--- BEGIN SELECTED EXCERPT ---

# Just wanted to share how happy I am with ZP's service.



## LittleGemma (Apr 1, 2012)

I mailed Ziwipeak once again and asked if they would be kind enough to send me a sample of their food for Gemma because if she likes it, we will be switching her to ZP finally. She doesn't like the treats so I wanted to try the food first before spending a crapload of money on it. A ZP representative called us this morning and they are going to send a free sample to our local pet store for us to pick up.

I'm really excited. I hope I can get Gemma to eat it. It's the only premade raw available to us in Sweden.


----------



## Jennmay (Dec 31, 2011)

Thats great.. Hope she likes it..


----------



## Angel1210 (Mar 14, 2011)

Good news. They can be picky eaters. But not Angel, he will eat "anything!"


----------



## LittleGemma (Apr 1, 2012)

Jennmay said:


> Thats great.. Hope she likes it..


Me too. She currently eats Acana, but she poops so much on it and her poops are really stinky. I'm hoping that ZP will change that.



Angel1210 said:


> Good news. They can be picky eaters. But not Angel, he will eat "anything!"


Gemma is the definition of a picky eater! She actually tries to hide from some of the "treats" I offer her, lol. She's a nut.


----------



## woodard2009 (Aug 4, 2010)

Why are they mailing it to the petstore instead of your home? Usually they'll mail it straight to your house!! ZiwiPeak is fantastic & very generous with their samples! I really love this food & Midgie does too!! If your chi doesn't like it, I would be very surprised!!

--- END SELECTED EXCERPT ---
--- BEGIN ROWS ---

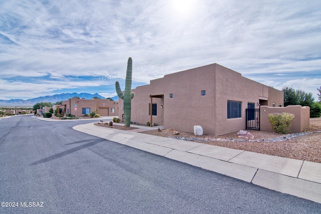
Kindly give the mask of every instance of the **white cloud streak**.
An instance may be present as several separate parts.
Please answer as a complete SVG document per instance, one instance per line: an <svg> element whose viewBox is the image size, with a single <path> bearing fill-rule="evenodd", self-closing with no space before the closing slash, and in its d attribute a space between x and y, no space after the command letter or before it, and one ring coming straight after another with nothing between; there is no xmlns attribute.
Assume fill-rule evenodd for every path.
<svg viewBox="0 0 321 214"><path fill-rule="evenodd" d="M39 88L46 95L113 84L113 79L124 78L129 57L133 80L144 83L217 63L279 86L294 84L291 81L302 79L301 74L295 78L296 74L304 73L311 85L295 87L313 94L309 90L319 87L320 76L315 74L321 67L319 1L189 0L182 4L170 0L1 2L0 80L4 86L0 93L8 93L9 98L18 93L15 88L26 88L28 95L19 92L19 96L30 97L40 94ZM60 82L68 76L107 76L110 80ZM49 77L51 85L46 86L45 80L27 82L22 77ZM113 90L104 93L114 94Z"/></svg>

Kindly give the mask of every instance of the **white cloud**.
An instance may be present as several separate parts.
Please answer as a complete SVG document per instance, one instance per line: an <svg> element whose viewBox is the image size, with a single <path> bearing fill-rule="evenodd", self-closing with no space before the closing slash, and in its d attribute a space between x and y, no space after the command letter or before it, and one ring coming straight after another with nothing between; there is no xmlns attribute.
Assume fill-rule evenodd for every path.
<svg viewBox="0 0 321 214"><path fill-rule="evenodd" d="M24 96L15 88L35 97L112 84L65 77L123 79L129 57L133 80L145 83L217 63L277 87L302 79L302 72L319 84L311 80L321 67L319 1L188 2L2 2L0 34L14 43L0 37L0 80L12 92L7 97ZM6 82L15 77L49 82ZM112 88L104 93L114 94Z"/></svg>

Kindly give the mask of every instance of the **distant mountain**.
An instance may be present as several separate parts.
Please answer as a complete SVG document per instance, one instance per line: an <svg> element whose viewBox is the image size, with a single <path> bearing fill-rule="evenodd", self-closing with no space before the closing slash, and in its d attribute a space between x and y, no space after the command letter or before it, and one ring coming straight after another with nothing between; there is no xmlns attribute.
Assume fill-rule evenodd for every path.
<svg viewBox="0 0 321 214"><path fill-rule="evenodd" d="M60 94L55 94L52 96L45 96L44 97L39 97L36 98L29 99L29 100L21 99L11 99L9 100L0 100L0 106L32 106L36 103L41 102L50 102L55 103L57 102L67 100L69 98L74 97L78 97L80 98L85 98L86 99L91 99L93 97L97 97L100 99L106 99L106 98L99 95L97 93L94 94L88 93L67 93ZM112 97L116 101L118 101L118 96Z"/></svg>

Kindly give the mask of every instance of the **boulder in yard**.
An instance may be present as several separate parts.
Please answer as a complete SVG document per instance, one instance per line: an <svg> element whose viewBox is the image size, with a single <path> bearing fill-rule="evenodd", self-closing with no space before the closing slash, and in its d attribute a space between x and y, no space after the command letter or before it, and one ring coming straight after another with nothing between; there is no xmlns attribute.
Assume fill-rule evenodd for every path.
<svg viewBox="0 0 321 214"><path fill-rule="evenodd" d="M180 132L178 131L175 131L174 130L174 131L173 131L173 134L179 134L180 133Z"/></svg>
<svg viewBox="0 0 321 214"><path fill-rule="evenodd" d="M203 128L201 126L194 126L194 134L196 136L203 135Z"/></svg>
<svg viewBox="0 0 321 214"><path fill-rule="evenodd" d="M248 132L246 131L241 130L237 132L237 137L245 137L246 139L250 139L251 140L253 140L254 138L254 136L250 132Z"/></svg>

--- END ROWS ---
--- BEGIN ROWS ---

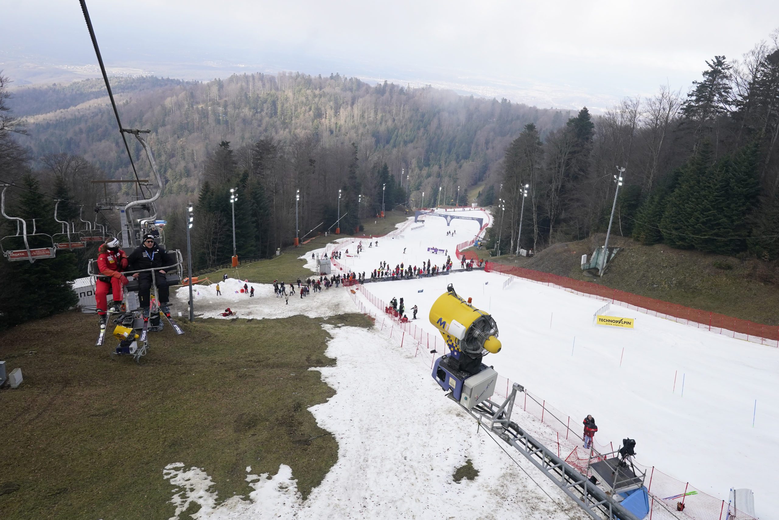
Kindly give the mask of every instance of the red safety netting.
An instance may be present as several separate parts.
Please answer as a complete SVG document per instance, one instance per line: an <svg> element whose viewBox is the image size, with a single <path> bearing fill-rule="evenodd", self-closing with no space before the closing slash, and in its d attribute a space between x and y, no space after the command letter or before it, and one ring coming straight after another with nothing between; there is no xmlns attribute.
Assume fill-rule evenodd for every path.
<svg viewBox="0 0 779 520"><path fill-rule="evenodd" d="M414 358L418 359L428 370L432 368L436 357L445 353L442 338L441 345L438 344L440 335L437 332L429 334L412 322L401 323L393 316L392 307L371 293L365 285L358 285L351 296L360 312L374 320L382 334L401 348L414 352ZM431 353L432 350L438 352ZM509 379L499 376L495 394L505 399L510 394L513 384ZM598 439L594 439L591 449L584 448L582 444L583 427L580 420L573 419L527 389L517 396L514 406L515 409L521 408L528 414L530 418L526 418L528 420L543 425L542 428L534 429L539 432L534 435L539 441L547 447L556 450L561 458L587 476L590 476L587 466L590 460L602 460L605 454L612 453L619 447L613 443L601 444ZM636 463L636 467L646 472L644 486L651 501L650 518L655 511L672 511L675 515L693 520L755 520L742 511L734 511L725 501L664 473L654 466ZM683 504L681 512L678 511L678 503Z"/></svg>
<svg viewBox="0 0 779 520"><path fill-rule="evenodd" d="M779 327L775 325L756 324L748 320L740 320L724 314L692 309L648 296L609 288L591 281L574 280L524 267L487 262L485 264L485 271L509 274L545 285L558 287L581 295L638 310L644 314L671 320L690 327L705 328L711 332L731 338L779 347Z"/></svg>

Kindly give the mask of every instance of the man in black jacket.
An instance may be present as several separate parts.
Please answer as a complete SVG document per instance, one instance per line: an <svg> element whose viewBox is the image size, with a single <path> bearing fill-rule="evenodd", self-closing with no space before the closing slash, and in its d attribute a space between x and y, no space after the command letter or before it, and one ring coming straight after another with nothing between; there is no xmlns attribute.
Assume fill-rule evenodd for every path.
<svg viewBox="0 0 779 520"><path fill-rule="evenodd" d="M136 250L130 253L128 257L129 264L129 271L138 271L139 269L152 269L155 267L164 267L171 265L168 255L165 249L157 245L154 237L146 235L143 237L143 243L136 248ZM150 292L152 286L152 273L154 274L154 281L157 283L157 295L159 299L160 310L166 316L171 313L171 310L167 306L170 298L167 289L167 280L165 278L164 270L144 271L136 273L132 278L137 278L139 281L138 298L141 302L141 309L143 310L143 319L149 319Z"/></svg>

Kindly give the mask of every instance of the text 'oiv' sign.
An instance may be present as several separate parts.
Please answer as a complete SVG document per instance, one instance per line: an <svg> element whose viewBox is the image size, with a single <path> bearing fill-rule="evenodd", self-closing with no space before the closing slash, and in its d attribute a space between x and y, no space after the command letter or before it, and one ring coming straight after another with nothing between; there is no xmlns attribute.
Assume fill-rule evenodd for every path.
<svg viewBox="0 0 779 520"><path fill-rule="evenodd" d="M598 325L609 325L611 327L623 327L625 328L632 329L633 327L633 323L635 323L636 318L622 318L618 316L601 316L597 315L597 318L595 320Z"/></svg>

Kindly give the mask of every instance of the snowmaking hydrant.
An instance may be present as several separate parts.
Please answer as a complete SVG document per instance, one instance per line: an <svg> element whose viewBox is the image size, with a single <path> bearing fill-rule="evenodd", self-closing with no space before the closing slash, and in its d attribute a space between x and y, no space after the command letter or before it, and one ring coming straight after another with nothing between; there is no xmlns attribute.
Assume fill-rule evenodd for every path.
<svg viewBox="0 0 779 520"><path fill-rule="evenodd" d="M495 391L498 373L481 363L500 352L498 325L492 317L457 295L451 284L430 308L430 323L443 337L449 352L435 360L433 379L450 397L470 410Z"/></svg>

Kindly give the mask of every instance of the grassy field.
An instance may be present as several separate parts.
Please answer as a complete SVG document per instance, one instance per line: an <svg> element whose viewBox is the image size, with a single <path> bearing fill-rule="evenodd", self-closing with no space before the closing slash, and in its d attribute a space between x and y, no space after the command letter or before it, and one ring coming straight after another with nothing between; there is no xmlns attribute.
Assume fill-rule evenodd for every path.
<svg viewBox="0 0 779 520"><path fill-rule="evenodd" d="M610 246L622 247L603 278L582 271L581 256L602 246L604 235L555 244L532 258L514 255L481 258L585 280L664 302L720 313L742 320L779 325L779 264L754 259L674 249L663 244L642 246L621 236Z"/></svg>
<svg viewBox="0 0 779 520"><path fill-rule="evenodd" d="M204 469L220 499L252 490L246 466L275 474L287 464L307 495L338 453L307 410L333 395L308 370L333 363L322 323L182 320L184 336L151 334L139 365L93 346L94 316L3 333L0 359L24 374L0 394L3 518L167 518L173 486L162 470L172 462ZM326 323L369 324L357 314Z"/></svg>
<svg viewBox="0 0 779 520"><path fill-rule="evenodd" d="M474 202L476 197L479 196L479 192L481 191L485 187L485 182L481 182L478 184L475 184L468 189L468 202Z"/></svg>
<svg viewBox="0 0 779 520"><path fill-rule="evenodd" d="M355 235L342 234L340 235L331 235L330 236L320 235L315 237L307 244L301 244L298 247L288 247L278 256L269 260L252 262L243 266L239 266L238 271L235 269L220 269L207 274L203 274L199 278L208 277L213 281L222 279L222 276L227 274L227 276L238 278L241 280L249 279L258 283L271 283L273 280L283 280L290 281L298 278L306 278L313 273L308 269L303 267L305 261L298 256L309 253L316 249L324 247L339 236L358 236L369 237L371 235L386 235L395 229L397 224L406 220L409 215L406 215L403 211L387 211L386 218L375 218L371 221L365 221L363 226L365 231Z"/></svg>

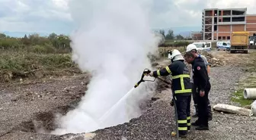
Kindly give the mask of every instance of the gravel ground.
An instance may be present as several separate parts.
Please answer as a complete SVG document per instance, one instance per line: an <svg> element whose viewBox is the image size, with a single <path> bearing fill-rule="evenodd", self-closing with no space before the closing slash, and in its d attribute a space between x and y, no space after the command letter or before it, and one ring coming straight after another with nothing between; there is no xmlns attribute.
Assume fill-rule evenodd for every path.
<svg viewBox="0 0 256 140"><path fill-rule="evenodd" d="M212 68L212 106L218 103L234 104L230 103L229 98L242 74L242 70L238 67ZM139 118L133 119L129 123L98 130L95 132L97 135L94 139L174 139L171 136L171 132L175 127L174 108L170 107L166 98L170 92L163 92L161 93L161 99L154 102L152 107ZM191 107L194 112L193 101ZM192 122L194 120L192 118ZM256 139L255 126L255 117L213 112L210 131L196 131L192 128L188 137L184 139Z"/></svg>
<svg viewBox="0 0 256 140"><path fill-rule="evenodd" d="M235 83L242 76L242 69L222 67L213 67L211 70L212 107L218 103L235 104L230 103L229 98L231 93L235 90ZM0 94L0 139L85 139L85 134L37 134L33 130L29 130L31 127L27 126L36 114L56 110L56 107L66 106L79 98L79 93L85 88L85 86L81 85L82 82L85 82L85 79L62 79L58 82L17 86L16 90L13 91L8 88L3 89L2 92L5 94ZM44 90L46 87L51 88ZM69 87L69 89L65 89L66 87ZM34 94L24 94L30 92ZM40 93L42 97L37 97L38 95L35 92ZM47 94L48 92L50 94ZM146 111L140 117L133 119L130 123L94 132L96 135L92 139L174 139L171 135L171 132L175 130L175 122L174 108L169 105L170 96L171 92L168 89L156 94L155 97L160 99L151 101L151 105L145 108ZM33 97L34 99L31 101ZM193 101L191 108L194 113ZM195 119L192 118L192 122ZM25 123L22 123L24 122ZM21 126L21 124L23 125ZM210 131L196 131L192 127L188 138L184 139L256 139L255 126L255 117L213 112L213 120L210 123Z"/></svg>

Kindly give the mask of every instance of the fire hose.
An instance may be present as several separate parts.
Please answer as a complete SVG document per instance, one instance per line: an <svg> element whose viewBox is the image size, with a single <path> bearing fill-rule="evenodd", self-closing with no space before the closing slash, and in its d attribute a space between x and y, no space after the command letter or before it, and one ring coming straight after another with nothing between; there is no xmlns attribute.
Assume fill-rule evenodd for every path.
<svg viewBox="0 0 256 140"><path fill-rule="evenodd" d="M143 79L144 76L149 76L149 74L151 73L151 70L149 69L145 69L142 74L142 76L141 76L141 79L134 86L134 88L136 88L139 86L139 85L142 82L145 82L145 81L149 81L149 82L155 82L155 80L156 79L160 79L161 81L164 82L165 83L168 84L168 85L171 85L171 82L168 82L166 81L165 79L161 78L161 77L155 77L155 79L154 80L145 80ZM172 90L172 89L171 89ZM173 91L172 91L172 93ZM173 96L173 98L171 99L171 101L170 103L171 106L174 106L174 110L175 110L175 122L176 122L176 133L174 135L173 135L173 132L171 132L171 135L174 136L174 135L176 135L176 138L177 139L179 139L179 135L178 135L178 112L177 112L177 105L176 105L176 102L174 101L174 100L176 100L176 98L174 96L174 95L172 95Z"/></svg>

--- END ROWS ---

WRITTEN INSTRUCTION 1: From the ZiwiPeak thread, copy the passage starting with "# Just wanted" and going on through "us in Sweden.".
WRITTEN INSTRUCTION 2: In the ZiwiPeak thread, where is the representative going to send Gemma's free sample?
The rows were taken from a separate source.

FINISHED ANSWER 1:
# Just wanted to share how happy I am with ZP's service.



## LittleGemma (Apr 1, 2012)

I mailed Ziwipeak once again and asked if they would be kind enough to send me a sample of their food for Gemma because if she likes it, we will be switching her to ZP finally. She doesn't like the treats so I wanted to try the food first before spending a crapload of money on it. A ZP representative called us this morning and they are going to send a free sample to our local pet store for us to pick up.

I'm really excited. I hope I can get Gemma to eat it. It's the only premade raw available to us in Sweden.

FINISHED ANSWER 2: To the local pet store, for pickup.